⟨

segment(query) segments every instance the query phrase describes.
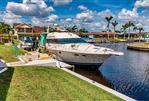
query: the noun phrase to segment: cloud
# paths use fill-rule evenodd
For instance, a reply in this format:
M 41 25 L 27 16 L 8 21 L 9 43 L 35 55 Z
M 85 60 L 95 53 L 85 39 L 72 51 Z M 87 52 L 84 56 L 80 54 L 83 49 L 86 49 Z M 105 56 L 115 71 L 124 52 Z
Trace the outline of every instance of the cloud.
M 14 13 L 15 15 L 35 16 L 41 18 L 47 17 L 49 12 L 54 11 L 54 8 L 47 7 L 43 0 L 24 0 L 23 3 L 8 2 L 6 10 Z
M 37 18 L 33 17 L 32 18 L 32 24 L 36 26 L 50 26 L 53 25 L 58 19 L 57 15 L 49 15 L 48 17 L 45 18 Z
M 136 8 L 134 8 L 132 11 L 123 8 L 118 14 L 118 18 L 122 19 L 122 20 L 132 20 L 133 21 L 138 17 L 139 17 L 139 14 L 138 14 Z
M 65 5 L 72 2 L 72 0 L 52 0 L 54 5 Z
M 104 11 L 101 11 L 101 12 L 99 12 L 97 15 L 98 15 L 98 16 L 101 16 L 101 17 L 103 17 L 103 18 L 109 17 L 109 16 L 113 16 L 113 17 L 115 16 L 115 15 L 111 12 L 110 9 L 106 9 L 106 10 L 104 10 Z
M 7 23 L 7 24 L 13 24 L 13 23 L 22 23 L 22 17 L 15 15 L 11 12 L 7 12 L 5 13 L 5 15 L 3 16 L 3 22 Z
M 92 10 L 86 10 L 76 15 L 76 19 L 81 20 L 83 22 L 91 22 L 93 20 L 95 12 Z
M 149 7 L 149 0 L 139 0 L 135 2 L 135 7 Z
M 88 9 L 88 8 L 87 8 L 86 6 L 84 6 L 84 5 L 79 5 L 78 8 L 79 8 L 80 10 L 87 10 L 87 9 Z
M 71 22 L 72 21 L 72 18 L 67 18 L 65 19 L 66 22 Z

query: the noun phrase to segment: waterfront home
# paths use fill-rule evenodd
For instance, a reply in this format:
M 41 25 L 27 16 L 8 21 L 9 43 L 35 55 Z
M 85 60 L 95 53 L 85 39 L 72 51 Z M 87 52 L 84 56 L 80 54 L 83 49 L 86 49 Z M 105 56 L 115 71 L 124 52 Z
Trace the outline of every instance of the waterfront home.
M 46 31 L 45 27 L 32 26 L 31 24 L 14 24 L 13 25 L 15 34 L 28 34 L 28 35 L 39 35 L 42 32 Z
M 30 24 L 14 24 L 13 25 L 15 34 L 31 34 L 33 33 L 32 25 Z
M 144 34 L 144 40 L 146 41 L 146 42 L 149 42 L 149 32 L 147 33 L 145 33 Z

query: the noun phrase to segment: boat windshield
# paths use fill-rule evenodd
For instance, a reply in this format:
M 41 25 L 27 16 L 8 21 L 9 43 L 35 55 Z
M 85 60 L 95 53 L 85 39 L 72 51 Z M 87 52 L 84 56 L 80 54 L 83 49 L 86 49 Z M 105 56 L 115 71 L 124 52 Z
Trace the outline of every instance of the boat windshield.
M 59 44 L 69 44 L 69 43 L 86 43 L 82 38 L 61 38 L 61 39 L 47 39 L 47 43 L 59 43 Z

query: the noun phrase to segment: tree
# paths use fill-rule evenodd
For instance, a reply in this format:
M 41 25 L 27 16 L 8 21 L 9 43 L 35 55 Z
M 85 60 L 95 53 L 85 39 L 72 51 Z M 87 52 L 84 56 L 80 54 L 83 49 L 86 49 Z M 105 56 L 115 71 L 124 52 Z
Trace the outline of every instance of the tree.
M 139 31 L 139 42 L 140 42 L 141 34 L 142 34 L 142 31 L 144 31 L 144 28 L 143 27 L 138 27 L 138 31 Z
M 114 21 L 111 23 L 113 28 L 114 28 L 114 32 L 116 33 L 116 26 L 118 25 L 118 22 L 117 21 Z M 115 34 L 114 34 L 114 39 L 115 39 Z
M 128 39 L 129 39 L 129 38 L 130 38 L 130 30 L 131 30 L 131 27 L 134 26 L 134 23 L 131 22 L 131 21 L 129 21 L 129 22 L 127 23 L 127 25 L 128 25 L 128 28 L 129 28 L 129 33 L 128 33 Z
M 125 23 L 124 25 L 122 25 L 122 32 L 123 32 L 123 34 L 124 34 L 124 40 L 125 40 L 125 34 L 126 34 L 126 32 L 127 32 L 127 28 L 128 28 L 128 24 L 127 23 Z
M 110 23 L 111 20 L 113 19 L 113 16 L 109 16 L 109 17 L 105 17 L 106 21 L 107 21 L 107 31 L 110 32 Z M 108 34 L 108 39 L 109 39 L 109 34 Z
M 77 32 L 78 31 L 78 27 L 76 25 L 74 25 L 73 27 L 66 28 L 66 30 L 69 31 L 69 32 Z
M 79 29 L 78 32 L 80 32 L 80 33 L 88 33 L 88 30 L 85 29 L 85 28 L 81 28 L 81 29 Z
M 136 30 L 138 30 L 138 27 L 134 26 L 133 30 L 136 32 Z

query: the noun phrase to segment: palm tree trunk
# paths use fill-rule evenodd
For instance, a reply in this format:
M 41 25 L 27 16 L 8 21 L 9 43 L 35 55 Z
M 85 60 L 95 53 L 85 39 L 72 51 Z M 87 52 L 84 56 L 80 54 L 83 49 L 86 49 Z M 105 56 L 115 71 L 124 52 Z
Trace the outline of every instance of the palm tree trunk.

⟩

» **TASK GOAL**
Return precisely the lines of the records, starting with the line that holds "query: the noun phrase to segment: boat" and ending with the last one.

» **SOLUTION TO THE EXERCISE**
query: the noun phrase to segment: boat windshield
# paths use fill-rule evenodd
For instance, a reply in this format:
M 41 25 L 27 16 L 8 21 L 9 43 L 35 55 Z
M 85 60 L 95 53 L 85 39 L 72 51 Z M 87 52 L 84 56 L 80 54 L 83 49 L 86 49 Z M 105 56 L 115 71 L 124 52 Z
Trace the outline of every instance of the boat windshield.
M 59 44 L 69 44 L 69 43 L 86 43 L 82 38 L 61 38 L 61 39 L 47 39 L 47 43 L 59 43 Z

query: the noun phrase to segment: tree
# paths use fill-rule evenodd
For instance, a reply in this format:
M 41 25 L 27 16 L 8 21 L 9 43 L 35 55 Z
M 85 60 L 95 53 L 85 39 L 72 51 Z M 87 52 L 84 56 L 80 54 L 83 49 L 86 49 Z M 105 56 L 115 71 L 124 52 Z
Trace the outline of every instance of the tree.
M 139 31 L 139 42 L 140 42 L 141 34 L 142 34 L 142 31 L 144 31 L 144 28 L 143 27 L 138 27 L 138 31 Z
M 114 21 L 111 23 L 113 28 L 114 28 L 114 32 L 116 33 L 116 26 L 118 25 L 118 22 L 117 21 Z M 115 34 L 114 34 L 114 39 L 115 39 Z
M 128 39 L 129 39 L 129 38 L 130 38 L 130 30 L 131 30 L 131 27 L 134 26 L 134 23 L 131 22 L 131 21 L 129 21 L 129 22 L 127 23 L 127 25 L 128 25 L 128 28 L 129 28 L 129 33 L 128 33 Z
M 125 23 L 124 25 L 122 25 L 122 32 L 123 32 L 123 34 L 124 34 L 124 40 L 125 40 L 125 34 L 126 34 L 126 32 L 127 32 L 127 28 L 128 28 L 128 24 L 127 23 Z
M 110 23 L 111 20 L 113 19 L 113 16 L 109 16 L 109 17 L 105 17 L 106 21 L 107 21 L 107 31 L 110 32 Z M 108 34 L 108 39 L 109 39 L 109 34 Z
M 77 32 L 78 31 L 78 27 L 76 25 L 74 25 L 73 27 L 66 28 L 66 30 L 69 31 L 69 32 Z
M 79 29 L 78 32 L 80 32 L 80 33 L 88 33 L 88 30 L 85 29 L 85 28 L 81 28 L 81 29 Z
M 136 30 L 138 30 L 138 27 L 134 26 L 133 30 L 136 32 Z

query: the noun phrase to segment: palm tree trunk
# paths use fill-rule evenodd
For instance, a reply in this format:
M 41 25 L 27 16 L 8 21 L 9 43 L 35 55 Z
M 85 60 L 95 53 L 85 39 L 72 51 Z M 87 52 L 84 56 L 80 54 L 83 49 L 86 49 Z M 105 56 L 115 71 L 124 52 Z
Trace the outline of every instance of the palm tree trunk.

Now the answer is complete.